***** MATERIAL FOR THIS EXERCISE

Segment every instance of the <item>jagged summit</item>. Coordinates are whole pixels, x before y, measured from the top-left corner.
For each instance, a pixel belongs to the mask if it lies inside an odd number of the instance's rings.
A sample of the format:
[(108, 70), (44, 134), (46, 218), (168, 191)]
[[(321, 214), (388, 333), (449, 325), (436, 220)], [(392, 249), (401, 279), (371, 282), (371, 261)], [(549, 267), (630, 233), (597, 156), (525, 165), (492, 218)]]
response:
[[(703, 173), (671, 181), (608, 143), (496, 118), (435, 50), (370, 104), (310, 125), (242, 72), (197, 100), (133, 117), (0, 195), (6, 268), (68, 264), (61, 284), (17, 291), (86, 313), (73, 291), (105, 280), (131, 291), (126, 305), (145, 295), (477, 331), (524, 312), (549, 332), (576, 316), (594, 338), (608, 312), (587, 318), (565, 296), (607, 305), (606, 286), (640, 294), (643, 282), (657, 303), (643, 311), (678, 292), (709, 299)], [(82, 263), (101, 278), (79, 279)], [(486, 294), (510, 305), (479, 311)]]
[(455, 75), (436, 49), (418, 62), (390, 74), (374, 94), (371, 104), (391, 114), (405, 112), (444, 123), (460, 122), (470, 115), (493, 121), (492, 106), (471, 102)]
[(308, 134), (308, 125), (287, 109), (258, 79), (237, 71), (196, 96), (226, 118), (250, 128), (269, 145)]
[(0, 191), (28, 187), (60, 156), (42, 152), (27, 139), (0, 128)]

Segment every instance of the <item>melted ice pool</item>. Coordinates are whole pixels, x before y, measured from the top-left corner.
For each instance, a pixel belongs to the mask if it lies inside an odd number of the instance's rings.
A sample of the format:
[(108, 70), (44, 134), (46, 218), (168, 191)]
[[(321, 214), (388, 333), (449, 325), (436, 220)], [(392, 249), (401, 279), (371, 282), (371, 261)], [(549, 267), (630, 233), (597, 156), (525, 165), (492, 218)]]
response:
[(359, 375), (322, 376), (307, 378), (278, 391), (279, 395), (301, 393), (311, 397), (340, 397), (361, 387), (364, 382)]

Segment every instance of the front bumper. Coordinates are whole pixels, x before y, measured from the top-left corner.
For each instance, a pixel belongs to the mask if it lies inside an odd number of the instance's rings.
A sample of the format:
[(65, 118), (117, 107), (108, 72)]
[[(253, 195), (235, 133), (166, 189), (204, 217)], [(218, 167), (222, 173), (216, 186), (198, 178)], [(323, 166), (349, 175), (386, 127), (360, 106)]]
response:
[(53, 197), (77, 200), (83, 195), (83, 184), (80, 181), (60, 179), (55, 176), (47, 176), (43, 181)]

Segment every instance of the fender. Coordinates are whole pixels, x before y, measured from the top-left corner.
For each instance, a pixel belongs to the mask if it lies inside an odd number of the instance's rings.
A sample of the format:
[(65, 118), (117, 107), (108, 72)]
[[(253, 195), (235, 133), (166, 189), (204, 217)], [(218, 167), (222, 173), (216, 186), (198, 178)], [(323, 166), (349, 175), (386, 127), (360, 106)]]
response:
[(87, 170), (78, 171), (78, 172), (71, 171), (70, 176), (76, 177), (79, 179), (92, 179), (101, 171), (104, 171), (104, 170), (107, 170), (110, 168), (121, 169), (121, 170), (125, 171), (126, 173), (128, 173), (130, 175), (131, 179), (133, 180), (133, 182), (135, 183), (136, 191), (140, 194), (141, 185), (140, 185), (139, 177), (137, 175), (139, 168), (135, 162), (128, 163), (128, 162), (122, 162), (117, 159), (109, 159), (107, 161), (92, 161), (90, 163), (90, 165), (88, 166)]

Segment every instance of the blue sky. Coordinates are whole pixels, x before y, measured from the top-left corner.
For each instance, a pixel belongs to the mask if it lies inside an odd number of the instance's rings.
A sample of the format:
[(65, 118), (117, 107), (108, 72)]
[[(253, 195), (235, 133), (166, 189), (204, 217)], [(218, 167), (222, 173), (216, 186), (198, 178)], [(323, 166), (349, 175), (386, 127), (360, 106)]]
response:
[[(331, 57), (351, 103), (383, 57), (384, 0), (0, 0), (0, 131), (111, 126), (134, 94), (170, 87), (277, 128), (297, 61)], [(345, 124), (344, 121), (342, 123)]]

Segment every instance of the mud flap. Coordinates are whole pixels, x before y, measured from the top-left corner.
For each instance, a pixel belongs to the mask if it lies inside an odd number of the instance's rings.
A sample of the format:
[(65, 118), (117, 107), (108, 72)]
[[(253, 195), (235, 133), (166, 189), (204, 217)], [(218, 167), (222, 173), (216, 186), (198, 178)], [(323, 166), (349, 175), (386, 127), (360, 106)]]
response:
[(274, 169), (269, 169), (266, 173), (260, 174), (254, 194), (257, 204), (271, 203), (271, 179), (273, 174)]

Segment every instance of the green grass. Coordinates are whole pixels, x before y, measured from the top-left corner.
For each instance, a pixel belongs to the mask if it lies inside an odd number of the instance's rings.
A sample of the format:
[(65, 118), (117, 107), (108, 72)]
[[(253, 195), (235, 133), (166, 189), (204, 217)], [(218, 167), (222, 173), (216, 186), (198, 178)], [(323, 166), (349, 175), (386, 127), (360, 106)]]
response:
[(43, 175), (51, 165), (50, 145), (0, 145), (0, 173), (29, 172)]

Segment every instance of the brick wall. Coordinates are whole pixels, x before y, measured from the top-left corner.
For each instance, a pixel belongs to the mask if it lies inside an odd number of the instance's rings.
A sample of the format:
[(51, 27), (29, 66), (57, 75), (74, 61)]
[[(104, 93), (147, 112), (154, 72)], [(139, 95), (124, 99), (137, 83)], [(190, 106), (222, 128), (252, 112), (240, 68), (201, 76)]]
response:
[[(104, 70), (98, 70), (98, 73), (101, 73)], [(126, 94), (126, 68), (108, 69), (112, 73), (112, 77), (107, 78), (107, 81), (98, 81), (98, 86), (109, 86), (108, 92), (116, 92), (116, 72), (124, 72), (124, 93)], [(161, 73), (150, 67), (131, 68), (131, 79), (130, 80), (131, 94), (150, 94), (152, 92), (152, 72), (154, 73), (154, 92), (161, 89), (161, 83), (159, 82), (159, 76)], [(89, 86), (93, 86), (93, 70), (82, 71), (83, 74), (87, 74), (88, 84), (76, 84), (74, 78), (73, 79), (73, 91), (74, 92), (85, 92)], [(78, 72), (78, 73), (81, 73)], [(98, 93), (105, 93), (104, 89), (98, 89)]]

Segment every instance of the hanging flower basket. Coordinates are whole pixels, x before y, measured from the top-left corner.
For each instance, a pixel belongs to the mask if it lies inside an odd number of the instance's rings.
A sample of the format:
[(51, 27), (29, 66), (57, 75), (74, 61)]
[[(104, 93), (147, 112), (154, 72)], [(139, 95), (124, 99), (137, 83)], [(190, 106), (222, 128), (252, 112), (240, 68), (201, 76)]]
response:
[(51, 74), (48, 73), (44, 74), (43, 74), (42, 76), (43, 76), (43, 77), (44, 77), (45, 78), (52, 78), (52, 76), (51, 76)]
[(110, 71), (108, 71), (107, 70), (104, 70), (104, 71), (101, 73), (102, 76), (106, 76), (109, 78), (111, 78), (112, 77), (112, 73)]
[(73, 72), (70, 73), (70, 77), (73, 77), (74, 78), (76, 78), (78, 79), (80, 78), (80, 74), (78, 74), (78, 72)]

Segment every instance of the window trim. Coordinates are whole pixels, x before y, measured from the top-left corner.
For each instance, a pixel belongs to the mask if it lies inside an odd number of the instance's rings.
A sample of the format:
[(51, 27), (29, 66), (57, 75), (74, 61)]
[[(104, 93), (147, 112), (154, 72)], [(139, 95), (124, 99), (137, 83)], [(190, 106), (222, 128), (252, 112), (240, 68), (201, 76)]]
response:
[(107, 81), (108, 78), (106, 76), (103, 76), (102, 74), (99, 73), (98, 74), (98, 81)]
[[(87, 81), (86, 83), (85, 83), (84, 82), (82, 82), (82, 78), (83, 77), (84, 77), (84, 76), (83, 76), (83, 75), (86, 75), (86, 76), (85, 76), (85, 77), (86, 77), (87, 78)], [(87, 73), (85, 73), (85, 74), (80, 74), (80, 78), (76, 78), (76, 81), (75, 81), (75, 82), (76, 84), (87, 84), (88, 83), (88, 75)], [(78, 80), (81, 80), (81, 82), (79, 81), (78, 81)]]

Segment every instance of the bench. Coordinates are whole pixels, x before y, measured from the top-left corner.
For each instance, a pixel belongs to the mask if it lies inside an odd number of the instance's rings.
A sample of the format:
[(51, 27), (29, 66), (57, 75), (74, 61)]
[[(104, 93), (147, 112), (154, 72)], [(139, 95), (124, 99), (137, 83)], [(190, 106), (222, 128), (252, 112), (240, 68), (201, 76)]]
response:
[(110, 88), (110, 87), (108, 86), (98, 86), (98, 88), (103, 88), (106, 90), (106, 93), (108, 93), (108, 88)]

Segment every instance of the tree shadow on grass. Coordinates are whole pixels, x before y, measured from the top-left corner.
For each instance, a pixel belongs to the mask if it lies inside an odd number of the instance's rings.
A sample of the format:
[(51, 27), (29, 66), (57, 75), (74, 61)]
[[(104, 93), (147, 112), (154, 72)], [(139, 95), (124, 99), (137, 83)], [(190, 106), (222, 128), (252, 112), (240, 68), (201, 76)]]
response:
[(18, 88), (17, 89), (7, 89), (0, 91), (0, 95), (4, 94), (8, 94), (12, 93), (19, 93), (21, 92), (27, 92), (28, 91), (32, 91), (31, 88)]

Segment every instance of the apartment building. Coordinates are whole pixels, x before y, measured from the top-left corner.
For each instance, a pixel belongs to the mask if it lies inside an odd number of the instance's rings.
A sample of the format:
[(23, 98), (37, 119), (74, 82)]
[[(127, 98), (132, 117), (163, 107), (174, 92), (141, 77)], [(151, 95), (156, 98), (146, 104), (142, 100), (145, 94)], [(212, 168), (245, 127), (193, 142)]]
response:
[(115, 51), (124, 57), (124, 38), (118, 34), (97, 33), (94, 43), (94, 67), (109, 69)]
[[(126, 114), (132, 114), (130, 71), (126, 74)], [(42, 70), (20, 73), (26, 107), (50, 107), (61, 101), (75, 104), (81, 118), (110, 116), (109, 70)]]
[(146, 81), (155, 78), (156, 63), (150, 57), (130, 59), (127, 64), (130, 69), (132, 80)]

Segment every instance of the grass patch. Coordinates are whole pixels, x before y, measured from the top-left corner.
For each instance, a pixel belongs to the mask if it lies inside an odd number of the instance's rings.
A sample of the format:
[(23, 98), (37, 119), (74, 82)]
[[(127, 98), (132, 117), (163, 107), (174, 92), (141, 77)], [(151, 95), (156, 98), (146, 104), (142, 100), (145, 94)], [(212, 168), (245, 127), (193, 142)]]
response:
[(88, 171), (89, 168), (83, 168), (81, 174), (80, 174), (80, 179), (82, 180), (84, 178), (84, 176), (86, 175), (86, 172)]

**********

_WRITTEN REQUEST_. Look above for the line containing "Segment every instance of the grass"; copy from it through the last line, exactly, and nothing more.

_ANSWER TO THE PROBLEM_.
Segment every instance of the grass patch. Coordinates are whole pixels, x before y, measured from the top-left corner.
For each instance, a pixel belongs to the mask if it lies inside an odd number of the instance's rings.
A sample of the format:
[(23, 98), (37, 119), (74, 82)]
[[(127, 98), (132, 117), (163, 107), (174, 92), (141, 77)], [(151, 95), (156, 98), (146, 104), (142, 100), (145, 94)], [(212, 168), (245, 127), (193, 142)]]
response:
[(88, 171), (89, 168), (83, 168), (81, 174), (80, 174), (80, 179), (82, 180), (84, 178), (84, 176), (86, 175), (86, 172)]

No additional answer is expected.